Problem statement: Copy out, word for word, the stretch of lines from the one containing "Pinpoint large boulder" through the one containing "left=17, top=85, right=564, bottom=148", including both of those lines.

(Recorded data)
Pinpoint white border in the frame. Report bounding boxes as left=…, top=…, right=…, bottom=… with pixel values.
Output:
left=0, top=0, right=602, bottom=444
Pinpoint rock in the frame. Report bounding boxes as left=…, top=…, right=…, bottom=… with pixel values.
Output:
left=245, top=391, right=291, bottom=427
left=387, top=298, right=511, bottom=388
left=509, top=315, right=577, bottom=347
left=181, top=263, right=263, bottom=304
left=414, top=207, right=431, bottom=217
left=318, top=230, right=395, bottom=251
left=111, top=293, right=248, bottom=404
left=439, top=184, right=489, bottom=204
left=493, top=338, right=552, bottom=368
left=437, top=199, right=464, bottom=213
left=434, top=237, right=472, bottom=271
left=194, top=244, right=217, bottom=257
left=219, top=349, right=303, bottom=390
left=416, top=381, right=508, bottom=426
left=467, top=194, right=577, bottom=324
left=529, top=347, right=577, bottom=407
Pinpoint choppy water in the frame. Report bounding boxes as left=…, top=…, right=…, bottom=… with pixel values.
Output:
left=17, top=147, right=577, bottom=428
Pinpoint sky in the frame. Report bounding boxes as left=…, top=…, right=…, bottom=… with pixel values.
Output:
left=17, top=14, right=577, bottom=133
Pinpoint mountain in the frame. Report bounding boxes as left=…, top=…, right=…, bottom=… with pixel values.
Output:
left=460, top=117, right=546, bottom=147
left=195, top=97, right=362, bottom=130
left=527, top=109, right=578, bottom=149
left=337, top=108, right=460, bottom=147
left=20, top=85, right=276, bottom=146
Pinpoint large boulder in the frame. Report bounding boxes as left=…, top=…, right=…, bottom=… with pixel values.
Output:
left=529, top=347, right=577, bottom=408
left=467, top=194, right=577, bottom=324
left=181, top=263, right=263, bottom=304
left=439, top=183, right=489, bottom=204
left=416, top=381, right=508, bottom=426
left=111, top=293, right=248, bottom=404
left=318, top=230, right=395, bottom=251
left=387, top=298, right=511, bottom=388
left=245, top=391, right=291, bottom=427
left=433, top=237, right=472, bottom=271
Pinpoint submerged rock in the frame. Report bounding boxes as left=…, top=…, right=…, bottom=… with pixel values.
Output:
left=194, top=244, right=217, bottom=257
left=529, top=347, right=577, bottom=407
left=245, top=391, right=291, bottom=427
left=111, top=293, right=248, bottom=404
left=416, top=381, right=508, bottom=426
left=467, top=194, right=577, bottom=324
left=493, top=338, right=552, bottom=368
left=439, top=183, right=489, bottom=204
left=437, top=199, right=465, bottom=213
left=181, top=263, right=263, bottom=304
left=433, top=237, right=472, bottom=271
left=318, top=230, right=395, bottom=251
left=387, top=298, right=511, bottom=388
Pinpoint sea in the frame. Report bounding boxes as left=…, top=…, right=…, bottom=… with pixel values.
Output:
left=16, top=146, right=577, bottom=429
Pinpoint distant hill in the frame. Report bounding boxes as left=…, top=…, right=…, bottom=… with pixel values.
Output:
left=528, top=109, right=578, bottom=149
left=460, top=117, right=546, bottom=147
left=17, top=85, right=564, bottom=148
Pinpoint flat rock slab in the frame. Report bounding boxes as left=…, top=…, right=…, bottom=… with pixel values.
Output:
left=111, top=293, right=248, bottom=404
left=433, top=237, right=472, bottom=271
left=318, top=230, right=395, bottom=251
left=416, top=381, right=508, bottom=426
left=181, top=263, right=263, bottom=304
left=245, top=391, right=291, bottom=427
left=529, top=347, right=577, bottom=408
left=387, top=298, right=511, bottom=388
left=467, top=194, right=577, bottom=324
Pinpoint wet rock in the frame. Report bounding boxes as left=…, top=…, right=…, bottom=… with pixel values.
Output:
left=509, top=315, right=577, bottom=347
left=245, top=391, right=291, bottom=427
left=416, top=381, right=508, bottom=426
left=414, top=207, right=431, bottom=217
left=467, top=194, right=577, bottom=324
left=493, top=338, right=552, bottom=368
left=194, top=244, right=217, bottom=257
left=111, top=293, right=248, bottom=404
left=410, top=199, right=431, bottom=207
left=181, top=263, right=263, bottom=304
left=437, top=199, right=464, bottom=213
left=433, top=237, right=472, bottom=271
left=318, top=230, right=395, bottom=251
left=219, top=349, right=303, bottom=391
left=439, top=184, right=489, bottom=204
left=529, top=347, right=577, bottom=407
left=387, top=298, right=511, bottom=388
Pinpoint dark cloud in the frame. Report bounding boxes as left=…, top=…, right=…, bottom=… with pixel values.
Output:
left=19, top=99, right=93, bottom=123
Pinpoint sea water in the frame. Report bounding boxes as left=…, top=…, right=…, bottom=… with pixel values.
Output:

Finished task:
Pinpoint large boulder in the frame. Report bounding boxes as left=…, top=…, right=…, bottom=… with pixel values.
Output:
left=529, top=347, right=577, bottom=408
left=467, top=194, right=577, bottom=324
left=181, top=263, right=263, bottom=304
left=439, top=183, right=489, bottom=204
left=416, top=381, right=508, bottom=426
left=111, top=293, right=248, bottom=404
left=318, top=230, right=395, bottom=251
left=387, top=298, right=511, bottom=388
left=245, top=391, right=291, bottom=427
left=433, top=237, right=472, bottom=271
Pinpoint submerged rock in the frame. Report bounding boxes as left=…, top=…, right=…, bottom=… with pixel values.
Output:
left=194, top=244, right=217, bottom=257
left=529, top=347, right=577, bottom=407
left=245, top=391, right=291, bottom=427
left=111, top=293, right=248, bottom=404
left=416, top=381, right=508, bottom=426
left=467, top=194, right=577, bottom=324
left=493, top=338, right=552, bottom=368
left=439, top=183, right=489, bottom=204
left=437, top=199, right=465, bottom=213
left=181, top=263, right=263, bottom=304
left=433, top=237, right=472, bottom=271
left=318, top=230, right=395, bottom=251
left=387, top=298, right=511, bottom=388
Pinpoint sea in the frame. Report bounding boxes as left=…, top=…, right=…, bottom=… with pixel values.
Output:
left=16, top=146, right=577, bottom=429
Pinpoint distant hill in the frame. Report bounding boxes as left=…, top=…, right=…, bottom=… with pixel values.
Output:
left=528, top=109, right=578, bottom=149
left=460, top=117, right=546, bottom=147
left=17, top=85, right=564, bottom=148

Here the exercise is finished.